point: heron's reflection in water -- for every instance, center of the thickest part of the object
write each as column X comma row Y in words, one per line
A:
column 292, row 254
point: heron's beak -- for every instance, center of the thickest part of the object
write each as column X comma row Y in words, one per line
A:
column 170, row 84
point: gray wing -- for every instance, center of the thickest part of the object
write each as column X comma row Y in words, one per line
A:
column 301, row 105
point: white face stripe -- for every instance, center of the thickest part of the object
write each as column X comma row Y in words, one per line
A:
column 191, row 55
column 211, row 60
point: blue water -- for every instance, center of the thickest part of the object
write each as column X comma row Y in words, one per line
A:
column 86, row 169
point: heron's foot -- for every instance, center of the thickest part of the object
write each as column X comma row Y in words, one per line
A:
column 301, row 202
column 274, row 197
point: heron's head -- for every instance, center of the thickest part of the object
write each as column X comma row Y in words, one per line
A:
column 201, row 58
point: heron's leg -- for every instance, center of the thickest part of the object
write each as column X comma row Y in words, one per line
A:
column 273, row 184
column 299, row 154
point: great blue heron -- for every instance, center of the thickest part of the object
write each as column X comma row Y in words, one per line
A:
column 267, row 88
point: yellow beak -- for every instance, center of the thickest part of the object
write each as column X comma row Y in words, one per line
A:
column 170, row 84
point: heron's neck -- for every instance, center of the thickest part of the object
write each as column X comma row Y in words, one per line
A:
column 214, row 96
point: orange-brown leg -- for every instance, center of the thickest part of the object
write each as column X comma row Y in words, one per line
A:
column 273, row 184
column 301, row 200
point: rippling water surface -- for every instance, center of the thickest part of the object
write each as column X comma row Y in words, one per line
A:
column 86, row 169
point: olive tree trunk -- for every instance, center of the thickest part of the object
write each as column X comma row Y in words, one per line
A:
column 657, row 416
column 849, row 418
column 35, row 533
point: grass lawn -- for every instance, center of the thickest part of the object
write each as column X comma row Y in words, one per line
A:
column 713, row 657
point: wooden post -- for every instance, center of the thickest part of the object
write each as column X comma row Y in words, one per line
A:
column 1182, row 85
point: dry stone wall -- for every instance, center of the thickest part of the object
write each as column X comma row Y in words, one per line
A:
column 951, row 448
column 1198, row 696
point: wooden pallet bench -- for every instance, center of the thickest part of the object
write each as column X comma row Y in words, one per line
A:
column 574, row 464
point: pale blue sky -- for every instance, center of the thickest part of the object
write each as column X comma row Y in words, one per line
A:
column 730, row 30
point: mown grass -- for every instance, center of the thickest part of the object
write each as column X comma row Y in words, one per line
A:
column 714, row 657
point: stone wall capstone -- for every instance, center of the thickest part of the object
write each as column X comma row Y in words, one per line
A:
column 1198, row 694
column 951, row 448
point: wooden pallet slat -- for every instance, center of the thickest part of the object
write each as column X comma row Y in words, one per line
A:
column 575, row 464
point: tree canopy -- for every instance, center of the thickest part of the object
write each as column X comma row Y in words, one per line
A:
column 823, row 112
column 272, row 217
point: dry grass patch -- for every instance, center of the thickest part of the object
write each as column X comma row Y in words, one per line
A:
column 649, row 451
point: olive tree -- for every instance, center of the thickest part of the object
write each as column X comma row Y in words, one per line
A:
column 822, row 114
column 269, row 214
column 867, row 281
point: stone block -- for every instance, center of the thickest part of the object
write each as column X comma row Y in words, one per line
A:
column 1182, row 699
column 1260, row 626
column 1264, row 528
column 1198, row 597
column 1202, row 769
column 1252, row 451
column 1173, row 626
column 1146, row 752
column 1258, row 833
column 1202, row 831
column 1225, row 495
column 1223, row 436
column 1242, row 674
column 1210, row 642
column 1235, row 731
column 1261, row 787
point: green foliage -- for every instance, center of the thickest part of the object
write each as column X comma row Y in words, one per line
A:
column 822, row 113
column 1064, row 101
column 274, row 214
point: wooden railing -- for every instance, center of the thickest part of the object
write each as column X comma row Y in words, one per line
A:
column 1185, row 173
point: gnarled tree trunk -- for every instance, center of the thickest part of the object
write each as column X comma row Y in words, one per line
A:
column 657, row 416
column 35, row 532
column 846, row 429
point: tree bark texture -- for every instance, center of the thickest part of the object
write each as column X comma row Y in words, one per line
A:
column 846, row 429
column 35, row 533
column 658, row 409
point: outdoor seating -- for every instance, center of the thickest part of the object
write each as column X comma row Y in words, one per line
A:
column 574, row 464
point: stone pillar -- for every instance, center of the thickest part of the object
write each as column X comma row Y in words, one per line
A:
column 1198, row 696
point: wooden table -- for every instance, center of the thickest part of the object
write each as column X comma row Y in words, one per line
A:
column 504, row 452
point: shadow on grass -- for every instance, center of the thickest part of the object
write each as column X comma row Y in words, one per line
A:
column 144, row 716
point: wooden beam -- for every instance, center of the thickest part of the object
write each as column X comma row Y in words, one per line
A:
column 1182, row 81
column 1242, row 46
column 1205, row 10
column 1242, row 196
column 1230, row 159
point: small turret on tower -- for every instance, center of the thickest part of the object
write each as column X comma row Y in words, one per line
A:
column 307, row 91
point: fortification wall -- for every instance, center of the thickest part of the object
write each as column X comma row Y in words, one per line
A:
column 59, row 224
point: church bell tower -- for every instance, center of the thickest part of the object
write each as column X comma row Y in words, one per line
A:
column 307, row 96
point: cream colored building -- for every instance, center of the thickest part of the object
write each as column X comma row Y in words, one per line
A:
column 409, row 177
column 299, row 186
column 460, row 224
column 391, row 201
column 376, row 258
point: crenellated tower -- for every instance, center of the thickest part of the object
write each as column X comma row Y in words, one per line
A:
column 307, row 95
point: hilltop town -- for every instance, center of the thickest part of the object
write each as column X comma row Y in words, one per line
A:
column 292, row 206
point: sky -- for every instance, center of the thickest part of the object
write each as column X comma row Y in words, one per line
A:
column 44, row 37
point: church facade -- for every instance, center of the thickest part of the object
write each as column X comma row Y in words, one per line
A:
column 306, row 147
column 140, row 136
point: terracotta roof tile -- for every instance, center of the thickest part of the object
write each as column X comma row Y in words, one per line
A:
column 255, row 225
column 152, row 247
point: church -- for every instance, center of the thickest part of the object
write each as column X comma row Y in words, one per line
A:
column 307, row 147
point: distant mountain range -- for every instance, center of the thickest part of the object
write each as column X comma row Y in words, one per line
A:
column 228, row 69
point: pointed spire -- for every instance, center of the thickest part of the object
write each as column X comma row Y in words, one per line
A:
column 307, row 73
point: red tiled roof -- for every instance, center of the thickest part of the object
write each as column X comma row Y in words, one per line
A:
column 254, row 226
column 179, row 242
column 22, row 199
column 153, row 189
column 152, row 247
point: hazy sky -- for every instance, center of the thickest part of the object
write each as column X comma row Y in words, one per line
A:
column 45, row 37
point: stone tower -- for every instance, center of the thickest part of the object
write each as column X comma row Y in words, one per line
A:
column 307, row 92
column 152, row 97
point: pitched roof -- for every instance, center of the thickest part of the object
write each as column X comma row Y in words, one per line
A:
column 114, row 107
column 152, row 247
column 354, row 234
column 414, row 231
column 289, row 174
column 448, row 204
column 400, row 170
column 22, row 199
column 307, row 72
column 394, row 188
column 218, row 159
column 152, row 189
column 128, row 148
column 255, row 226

...

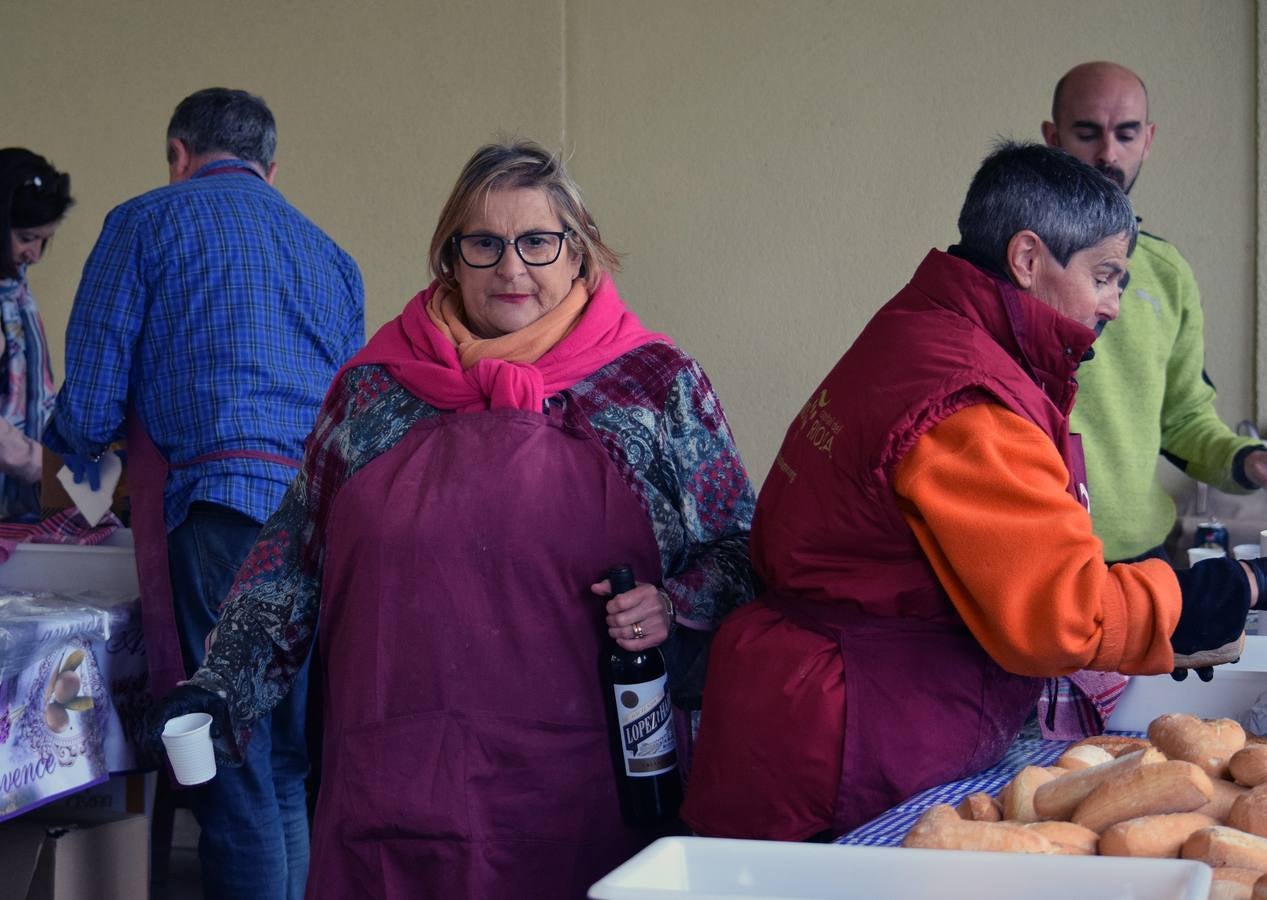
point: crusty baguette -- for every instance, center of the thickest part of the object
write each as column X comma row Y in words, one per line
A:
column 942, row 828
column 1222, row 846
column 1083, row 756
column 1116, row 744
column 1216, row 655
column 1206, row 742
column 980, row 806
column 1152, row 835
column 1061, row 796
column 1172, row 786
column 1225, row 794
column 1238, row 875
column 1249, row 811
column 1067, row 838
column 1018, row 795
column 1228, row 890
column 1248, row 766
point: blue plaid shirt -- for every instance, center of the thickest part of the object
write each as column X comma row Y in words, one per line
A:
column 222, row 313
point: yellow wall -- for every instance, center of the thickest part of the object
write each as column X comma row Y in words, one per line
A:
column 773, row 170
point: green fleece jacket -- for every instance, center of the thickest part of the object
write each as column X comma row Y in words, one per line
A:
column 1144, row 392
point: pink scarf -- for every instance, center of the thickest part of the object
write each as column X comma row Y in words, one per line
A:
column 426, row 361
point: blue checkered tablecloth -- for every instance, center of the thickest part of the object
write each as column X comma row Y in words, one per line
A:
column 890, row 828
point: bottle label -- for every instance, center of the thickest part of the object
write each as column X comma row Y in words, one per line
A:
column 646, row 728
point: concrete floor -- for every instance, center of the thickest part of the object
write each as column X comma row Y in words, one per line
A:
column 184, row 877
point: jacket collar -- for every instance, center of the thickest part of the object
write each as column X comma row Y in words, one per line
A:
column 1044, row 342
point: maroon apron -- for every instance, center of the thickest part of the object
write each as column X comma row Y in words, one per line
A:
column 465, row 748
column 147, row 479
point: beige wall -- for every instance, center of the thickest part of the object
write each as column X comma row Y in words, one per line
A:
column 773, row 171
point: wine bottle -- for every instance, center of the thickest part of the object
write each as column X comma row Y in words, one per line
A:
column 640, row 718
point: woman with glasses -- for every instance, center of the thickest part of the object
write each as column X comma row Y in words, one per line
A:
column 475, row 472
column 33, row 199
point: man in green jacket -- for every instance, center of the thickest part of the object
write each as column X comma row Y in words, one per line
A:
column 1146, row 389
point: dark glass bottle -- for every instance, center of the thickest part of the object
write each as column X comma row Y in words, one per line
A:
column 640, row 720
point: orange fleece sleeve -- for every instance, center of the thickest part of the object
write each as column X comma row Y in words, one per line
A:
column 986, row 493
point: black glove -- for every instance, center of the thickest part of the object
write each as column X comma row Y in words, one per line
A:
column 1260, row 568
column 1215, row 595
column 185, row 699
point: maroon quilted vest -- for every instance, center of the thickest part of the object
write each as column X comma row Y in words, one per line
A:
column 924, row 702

» WHAT YOU HAVE TO DO
Format the lines between the one containing "point: heron's reflection" and the one containing "column 292, row 254", inclusive, as a numbered list, leaving out any blank lines.

» THE COMPLETED TASK
1. point: heron's reflection in water -- for every instance, center of the thickest part of the object
2. write each as column X comma row Y in words, one per line
3. A:
4. column 292, row 254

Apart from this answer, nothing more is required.